**Tasks for this exercise:**
**a)** Rewrite the podcast episode page from "1. Stephen Ramsay" to "anyone starting out.", replacing "essay" with "article".
**b)** Extend the podcast episode page past its last sentence, continuing in the same manner.

**Document passage:**
================================

Episode 25 – Get With the Program

21 April, 20086 comments

Tom and Dan are joined this week by Bill Turkel and Steve Ramsey, who provide fascinating insights into the nature of computer programming and how those in the humanities, museums, and libraries can get started with this foreign language. Bill and Steve were also kind enough to add their comments to our news roundup discussion of the launch of Google App Engine, which raises questions about outsourcing, and myLOC.gov, which raises questions about whether digital collections should have their own personalization tools. Picks for the week include two books on programming, an organizational tool for Thunderbird, and a map for browsing American history.

Links mentioned on the podcast:
The Programming Historian
Google App Engine
Network in Canadian History & Environment
Social Explorer
MIT Simile’s Seek
Beautiful Code
The Mythical Man-Month

Run time: 48:17
Download the .mp3

Categorized under Google, programming

6 comments to “Episode 25 – Get With the Program”

  1. Stephen Ramsay : 21st April, 2008

    I was going to write an expansive blog post as a follow-up to the discussion of programming in DC 25, but I realized that I wouldn’t have much to add to this fantastic essay by Peter Norvig, “Teach Yourself Programming in Ten Years.”


    This essay is very well known among hackers, who often forward it to people who ask, “How did I get into programming?” You’ll notice that it’s been translated into nineteen languages. Some very wise (and for the most part, easy to follow) advice for anyone starting out.

  2. Stephen Ramsay » Digital Campus : 21st April, 2008

    […] was delighted to be guest (along with Bill Turkel) on Digital Campus for their 25th episode. I haven’t listened to it yet — and so I’m not sure to what degree I made a fool […]

  3. Sean Gillies : 22nd April, 2008

    Stephen’s blog ate my comments, so I’m commenting here. I agree with him 100% about “My” sites. Often that one word can be like a code smell.

  4. Brad Weikel : 22nd April, 2008

    I want to voice a minor disagreement with one of your guests in this episode, when you were discussing the advantages of learning to program in modern scripting languages, instead of low-level languages like C. One of your guests said that, while starting with underlying concepts like memory management is needlessly difficult, you should still go back and learn about memory management later, when you’re more skilled.

    I think this is a little bit like telling a culinary arts student that they should plan to get a masters in chemistry.

    There was a time, not too long ago, when a programmer who didn’t know about low-level concepts was just plain dangerous. Crashing a machine with a few lines of reckless code was a piece of cake.

================================

**Given data:**
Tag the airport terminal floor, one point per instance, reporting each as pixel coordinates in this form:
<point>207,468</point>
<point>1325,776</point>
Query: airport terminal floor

================================

**Set of answers:**
**a)**
1. Stephen Ramsay : 21st April, 2008

    I was going to write an expansive blog post as a follow-up to the discussion of programming in DC 25, but I realized that I wouldn’t have much to add to this fantastic article by Peter Norvig, “Teach Yourself Programming in Ten Years.”


    This article is very well known among hackers, who often forward it to people who ask, “How did I get into programming?” You’ll notice that it’s been translated into nineteen languages. Some very wise (and for the most part, easy to follow) advice for anyone starting out.

**b)**
    These days, though, that’s no longer the case. The vast majority of programming — and especially the sort of programming being done by non-engineers — is of the web-services variety, and for that sort of programming you simply don’t need to know a whole lot about how computer hardware actually runs. There is an exception, of course, for database optimization on high traffic sites, which requires a fair amount of systems knowledge, but most projects that are large enough to require that will have a “real” engineer on staff anyway.

    The reason I dispute this minor point is because, if one of the goals of this episode was to lower the barriers to entry for non-programmers who want to start in programming, I think it’s misleading and discouraging to continue to propagate the nostalgic attitude that web developers aren’t “real” programmers until they’ve learned to code in C.

    That’s all. Great episode, guys!

  5. Stephen Ramsay : 25th April, 2008

    “I think this is a little bit like telling a culinary arts student that they should plan to get a masters in chemistry.”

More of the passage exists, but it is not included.